> [PARTS OF THE EXERCISE]:
1: Say whether each statement agrees with the comment thread. For each, answer yes or no and quote the deciding words. (a) Thucydides reports that Pericles died of the plague. (b) One commenter could hear for the first time in decades after a cochlear implant was turned on. (c) In the "Happy Days" episode mentioned, Richie treats the Fonz like a helpless cripple.
2: Transcribe the part of the comment thread between "Karan G said..." and "Filippo said...", inclusive.

> [DOCUMENT EXTRACT]:
Steve Bailey said...

By way of kissing up to you and your partner, let me say that this is one of my all-time fave M*A*S*H episodes. I found it refreshing that Hawkeye chose to look on the bright side of his blindness and how it enhanced his view on life. Compare this one to an episode of "Happy Days" a couple of years later, where the Fonz gets temporarily blinded and everyone but Richie suddenly and condescendingly treat him like a helpless cripple.

Brian Phillips said...

The image is inverted, but it's here:

https://www.dailymotion.com/video/x729xhv

E. Yarber said...

I should have mentioned an ironic twist to the Pericles story, but I didn't know it this morning.

Pericles inspired the people with his funeral oration, then took to the sea for a naval campaign. That summer, the plague hit and the citizens became disgruntled. Pericles returned to restore order, won the people back with his second speech, then contracted the plague himself and died.

That's a classic reversal, but you'd never know it from Thucydides. He merely reports that Pericles passed away at such-and-such a date in the war. It was up to Plutarch to add the detail about the plague in his later biography of the general, which I only checked this afternoon.

When you consider that Thucydides wrote about the speeches in the fifth century BC and Plutarch followed up with the plague death in the second century AD, that's possibly the longest ever pause between a set-up and punchline in recorded history. Let's see ARRESTED DEVELOPMENT top that.

Buttermilk Sky said...

Friday question, based on this from today's Guardian:

https://www.theguardian.com/us-news/2019/jun/01/trumps-are-coming-us-sitcom-episode-set-in-london

Do you agree that sitcoms should never send the characters off to another location, or is this a way of opening them up? For instance, I always liked the visits to Sheldon's family in Texas on BIG BANG THEORY (of course, Laurie Metcalf had a lot to do with it). Some of the funniest SEINFELDs had them visiting his parents in Del Boca Vista, Florida.

Anonymous said...

Link to video: https://www.dailymotion.com/video/x5dhqkn
Starts at 18:40

Anonymous said...

@ Karen G
On the other hand McCartney wrote the lyric, "Man buys ring, woman throws it away"
And that actually happened to him with his second wife

Karan G said...

@Anonymous The HELP album. Sounds like McCartney was a bit prophetic.

Anonymous said...

I saw this brilliant episode again recently and it was very poignant to me. I had a mini miracle when after all the surgery and testing a cochlear implant was turned on and I could hear for the first time in decades. The sounds from my childhood returned and the long forgotten memories that accompanied them were a shock (also I never knew Velcro made a noise, and I forgot that seagulls sounded that annoying)

The speech was a perfect encapsulation of what I felt, albeit with different senses.

Btw, Ken, great work and support on Tommy T’s project.

Filippo said...

Thanks for sharing this story. Itʼs instructing and inspiring.

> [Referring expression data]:

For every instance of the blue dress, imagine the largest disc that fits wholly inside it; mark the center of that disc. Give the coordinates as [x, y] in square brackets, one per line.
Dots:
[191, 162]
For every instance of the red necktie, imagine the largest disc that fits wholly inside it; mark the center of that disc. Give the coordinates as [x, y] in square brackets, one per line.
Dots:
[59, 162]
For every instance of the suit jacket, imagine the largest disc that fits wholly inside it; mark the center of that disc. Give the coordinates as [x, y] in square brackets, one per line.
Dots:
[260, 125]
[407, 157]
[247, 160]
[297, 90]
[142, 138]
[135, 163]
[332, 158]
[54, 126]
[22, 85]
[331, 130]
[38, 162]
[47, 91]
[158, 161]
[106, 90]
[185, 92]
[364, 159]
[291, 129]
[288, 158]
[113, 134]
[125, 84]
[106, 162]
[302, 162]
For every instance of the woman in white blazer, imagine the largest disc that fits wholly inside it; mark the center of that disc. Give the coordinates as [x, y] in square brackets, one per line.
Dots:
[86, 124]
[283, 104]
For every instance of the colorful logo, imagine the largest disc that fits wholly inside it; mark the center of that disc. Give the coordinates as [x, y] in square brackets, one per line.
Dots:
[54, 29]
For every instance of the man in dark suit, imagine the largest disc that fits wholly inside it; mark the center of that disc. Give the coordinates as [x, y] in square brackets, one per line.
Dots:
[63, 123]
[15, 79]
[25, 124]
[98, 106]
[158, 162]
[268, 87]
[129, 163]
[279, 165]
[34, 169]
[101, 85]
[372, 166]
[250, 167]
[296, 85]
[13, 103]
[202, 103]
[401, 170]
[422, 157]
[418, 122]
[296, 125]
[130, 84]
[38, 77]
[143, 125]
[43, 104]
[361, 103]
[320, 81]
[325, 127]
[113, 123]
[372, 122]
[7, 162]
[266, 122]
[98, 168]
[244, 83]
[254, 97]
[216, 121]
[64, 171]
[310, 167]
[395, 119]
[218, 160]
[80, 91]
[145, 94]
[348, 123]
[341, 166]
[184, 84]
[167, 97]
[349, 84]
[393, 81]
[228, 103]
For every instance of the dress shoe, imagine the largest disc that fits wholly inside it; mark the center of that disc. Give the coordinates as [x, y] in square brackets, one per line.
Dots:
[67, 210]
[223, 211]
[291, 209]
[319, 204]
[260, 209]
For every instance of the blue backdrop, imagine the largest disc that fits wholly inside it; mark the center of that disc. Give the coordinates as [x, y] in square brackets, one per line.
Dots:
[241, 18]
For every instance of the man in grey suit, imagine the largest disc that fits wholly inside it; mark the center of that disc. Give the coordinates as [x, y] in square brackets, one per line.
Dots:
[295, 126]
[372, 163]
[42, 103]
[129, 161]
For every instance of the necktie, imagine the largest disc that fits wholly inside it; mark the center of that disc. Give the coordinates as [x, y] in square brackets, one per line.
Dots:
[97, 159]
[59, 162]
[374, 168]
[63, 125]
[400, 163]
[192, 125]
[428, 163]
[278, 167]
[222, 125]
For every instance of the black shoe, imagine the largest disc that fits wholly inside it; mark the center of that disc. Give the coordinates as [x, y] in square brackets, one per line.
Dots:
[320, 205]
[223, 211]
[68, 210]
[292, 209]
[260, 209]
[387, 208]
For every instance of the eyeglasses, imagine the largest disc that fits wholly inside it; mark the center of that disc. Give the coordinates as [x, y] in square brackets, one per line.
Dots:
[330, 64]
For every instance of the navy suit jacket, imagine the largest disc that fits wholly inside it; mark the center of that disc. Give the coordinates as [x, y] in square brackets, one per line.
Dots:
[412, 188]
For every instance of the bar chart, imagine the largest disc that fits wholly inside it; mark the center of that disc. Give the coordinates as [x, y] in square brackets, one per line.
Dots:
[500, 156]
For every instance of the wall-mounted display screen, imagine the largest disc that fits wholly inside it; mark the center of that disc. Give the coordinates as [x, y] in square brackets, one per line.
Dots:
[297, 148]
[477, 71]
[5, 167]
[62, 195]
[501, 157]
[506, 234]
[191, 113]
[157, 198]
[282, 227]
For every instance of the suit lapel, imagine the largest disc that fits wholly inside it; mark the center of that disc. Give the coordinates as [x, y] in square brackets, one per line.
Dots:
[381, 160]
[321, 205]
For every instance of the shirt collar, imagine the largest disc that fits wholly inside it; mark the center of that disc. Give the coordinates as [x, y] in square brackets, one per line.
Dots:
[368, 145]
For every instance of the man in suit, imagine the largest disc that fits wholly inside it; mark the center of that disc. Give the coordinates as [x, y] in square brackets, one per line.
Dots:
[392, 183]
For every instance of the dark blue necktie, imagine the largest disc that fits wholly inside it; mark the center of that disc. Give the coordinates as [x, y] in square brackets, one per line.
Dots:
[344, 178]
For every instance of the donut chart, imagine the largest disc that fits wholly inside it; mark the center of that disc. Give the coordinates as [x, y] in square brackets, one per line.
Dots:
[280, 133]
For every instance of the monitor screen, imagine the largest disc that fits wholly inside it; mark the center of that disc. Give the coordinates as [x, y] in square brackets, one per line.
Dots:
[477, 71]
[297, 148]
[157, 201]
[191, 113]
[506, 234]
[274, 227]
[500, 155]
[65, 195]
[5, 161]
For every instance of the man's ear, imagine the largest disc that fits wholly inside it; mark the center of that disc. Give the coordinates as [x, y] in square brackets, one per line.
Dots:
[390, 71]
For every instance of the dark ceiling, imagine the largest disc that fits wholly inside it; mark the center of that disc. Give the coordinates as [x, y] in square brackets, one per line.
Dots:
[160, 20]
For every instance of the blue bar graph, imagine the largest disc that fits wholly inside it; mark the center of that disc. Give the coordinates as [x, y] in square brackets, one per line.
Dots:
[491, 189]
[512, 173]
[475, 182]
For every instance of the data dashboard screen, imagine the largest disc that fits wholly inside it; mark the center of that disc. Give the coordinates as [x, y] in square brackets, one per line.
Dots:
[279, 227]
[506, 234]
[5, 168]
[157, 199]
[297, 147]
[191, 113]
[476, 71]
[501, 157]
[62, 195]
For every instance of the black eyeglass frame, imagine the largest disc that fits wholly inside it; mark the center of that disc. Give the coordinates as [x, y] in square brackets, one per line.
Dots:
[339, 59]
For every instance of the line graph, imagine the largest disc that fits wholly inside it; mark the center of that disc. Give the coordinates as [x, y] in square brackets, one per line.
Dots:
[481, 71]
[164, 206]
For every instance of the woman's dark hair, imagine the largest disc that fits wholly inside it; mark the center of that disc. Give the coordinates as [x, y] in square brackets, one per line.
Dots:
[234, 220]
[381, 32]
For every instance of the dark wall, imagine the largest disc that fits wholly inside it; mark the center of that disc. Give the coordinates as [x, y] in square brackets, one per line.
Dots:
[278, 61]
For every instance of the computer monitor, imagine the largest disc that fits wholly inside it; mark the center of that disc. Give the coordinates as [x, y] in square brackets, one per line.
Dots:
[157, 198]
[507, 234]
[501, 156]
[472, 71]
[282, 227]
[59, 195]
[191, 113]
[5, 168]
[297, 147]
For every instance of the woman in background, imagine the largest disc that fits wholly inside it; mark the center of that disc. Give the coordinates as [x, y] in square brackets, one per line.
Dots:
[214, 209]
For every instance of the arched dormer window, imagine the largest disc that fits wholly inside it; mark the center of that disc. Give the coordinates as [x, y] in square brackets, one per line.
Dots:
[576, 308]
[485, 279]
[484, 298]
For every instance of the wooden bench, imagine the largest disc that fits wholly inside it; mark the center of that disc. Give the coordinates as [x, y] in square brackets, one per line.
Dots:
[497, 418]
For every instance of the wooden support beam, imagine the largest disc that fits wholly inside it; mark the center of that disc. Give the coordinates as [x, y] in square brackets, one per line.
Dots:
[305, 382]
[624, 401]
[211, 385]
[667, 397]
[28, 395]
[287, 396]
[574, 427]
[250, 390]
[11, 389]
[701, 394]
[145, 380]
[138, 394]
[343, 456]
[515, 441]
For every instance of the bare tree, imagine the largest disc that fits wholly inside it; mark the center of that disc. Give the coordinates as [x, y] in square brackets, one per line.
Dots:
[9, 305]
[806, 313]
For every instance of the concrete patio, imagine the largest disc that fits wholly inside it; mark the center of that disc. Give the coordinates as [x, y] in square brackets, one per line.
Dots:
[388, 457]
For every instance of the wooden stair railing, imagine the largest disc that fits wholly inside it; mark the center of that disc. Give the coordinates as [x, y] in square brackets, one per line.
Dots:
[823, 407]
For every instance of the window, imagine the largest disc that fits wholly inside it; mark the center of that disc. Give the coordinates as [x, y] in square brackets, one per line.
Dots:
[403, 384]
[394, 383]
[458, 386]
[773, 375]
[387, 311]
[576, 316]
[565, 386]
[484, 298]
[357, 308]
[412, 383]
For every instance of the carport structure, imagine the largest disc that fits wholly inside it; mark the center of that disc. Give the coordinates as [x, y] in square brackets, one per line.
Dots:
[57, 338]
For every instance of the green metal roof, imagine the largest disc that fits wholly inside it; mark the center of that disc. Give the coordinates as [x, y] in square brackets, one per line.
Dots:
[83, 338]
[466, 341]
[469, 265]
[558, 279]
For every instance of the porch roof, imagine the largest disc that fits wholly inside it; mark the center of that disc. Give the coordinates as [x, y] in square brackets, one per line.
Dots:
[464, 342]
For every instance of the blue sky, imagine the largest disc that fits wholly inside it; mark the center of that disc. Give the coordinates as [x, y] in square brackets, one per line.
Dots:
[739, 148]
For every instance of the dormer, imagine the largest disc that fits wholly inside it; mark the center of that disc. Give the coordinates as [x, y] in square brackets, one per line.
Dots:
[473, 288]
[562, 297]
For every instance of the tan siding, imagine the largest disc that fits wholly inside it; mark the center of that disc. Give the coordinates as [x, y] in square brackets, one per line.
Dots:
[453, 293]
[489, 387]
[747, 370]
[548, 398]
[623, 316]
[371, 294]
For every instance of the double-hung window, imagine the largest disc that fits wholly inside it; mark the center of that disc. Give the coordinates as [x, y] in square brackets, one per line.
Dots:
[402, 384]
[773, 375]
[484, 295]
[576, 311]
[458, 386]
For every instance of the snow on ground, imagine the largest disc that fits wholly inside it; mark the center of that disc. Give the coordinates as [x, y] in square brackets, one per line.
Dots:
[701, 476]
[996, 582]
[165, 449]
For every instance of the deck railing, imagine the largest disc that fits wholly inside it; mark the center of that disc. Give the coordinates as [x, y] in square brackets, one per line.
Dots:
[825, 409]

> [TASK RESPONSES]:
1:
(a) No: "He merely reports that Pericles passed away at such-and-such a date in the war."
(b) Yes: "a cochlear implant was turned on and I could hear for the first time in decades"
(c) No: "everyone but Richie suddenly and condescendingly treat him like a helpless cripple"

2:
Karan G said...

@Anonymous The HELP album. Sounds like McCartney was a bit prophetic.

Anonymous said...

I saw this brilliant episode again recently and it was very poignant to me. I had a mini miracle when after all the surgery and testing a cochlear implant was turned on and I could hear for the first time in decades. The sounds from my childhood returned and the long forgotten memories that accompanied them were a shock (also I never knew Velcro made a noise, and I forgot that seagulls sounded that annoying)

The speech was a perfect encapsulation of what I felt, albeit with different senses.

Btw, Ken, great work and support on Tommy T’s project.

Filippo said...